Items listed in a dataset:
>> BEGIN

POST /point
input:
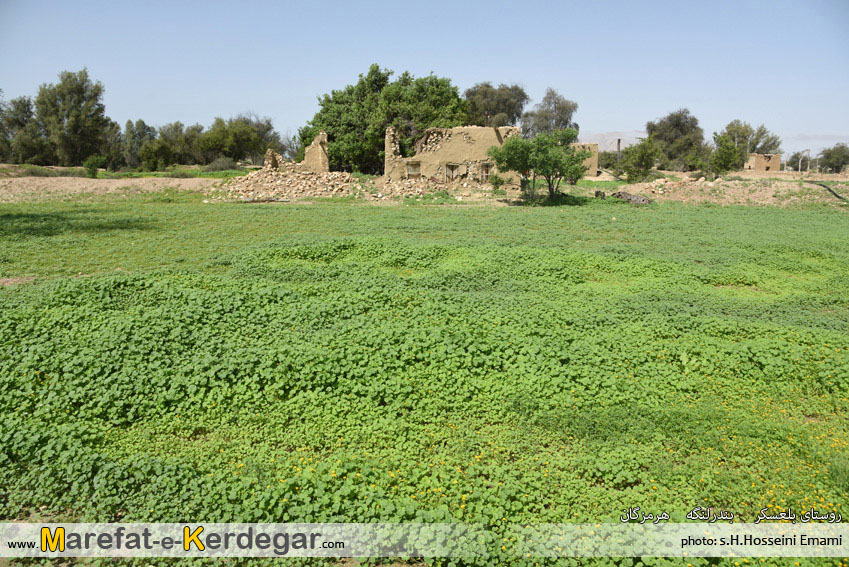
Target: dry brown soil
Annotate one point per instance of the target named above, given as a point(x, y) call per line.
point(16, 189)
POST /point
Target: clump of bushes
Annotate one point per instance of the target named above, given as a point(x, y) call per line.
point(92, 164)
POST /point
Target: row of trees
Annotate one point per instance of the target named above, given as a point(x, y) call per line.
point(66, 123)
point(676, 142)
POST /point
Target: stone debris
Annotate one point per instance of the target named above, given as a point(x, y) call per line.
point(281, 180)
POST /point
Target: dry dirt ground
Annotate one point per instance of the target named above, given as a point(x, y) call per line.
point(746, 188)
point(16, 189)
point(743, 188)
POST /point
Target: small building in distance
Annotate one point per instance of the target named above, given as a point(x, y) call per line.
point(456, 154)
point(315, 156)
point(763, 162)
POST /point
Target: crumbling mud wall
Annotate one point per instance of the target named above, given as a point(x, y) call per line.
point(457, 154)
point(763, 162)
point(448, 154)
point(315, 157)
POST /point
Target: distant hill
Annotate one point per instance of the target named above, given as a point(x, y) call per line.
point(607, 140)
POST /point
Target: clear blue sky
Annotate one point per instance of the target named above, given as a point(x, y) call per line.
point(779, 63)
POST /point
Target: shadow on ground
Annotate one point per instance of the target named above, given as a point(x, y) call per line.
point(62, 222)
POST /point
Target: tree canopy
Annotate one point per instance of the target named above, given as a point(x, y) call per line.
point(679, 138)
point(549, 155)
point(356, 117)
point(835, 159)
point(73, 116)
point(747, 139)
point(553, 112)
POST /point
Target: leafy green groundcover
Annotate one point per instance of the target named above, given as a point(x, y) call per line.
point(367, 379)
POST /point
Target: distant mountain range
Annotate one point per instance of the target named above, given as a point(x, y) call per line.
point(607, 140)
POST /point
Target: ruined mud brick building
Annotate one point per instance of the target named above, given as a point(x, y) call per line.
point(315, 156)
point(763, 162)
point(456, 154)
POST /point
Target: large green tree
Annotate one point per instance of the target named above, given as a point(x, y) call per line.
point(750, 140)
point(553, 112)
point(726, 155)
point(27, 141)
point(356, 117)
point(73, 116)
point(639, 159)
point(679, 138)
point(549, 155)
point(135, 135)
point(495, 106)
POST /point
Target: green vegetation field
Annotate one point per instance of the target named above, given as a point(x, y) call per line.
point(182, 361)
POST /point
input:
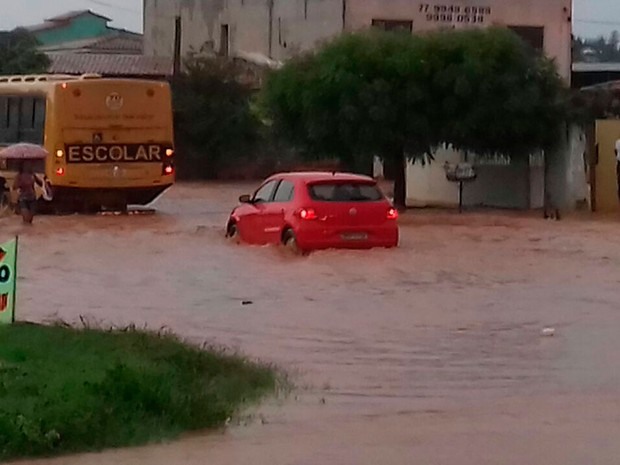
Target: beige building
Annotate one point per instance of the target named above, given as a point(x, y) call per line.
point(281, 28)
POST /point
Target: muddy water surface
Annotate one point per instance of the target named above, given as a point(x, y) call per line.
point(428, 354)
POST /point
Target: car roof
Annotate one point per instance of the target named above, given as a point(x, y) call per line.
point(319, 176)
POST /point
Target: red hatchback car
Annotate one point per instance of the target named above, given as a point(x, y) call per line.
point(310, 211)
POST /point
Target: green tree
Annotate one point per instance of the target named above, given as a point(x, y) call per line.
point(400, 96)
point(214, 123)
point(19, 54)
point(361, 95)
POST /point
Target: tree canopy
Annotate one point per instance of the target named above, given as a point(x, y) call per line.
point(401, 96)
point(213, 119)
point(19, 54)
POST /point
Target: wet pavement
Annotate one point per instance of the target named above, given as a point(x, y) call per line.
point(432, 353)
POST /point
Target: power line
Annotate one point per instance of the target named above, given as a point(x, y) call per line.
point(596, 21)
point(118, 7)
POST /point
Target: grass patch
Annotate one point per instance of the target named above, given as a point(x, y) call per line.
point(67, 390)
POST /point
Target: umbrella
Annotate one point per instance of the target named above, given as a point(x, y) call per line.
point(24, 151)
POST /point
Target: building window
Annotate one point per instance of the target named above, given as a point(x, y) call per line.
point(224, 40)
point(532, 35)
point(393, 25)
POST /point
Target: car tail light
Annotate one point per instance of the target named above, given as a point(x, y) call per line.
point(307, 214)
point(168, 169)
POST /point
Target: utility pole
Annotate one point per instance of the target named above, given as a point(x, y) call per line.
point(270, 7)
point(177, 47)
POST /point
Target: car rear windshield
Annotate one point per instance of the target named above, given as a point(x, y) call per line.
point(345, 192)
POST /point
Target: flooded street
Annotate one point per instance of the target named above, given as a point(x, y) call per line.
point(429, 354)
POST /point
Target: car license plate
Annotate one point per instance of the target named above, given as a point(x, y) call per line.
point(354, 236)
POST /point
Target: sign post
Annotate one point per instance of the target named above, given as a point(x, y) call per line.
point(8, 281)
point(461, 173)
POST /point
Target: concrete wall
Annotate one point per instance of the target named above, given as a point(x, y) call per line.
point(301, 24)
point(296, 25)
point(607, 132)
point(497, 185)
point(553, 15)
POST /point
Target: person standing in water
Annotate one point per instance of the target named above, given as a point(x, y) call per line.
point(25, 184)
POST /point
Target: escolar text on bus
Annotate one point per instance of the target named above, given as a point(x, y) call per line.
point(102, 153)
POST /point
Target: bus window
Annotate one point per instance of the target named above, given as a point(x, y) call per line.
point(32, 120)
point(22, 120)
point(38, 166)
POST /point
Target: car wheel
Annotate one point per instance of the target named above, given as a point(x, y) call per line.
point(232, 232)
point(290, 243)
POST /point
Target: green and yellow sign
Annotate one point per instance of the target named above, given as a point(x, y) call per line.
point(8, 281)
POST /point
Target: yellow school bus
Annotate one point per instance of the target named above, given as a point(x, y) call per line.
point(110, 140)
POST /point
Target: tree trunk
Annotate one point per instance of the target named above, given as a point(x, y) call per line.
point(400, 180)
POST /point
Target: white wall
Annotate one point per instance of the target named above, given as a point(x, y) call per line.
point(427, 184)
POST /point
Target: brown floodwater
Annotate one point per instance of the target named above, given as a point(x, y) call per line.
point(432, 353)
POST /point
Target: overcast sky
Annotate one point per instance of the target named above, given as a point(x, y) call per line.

>> END

STATED GOAL
Reproduce the records verbatim, starting at the very beginning and ending at the line that contains "point(779, 63)", both ends included. Leave the pictures out.

SOLUTION TO THE PROBLEM
POST /point
input:
Target: dry brown soil
Annotate one point per instance of the target named above, given as a point(x, y) call per line.
point(16, 189)
POST /point
Target: clump of bushes
Annotate one point per instance of the target named above, given as a point(x, y) call per line.
point(92, 164)
POST /point
Target: row of trees
Annotate one point per instance of the target named above, given as a point(x, y) call per line.
point(66, 123)
point(676, 142)
POST /point
Target: stone debris
Annotate one point per instance of the target named above, given as a point(x, y) call per line.
point(281, 180)
POST /point
Target: dry dirt ground
Annotate one point per instance of the target named above, given as a point(x, y) call per line.
point(746, 188)
point(16, 189)
point(743, 188)
POST /point
Target: small building in distance
Annotate one point per instance of the target named above, given as a point(x, y) call per line.
point(456, 154)
point(315, 156)
point(763, 162)
POST /point
Target: crumbling mud wall
Annotate one point per instance of the target named above, given as a point(x, y) call per line.
point(457, 154)
point(763, 162)
point(448, 154)
point(315, 157)
POST /point
Target: distant hill
Annotate one point per instance of the target named above, given as a point(x, y) call per line.
point(607, 140)
POST /point
Target: clear blue sky
Annotate one point per instance of the target named above, given as a point(x, y) call per line.
point(779, 63)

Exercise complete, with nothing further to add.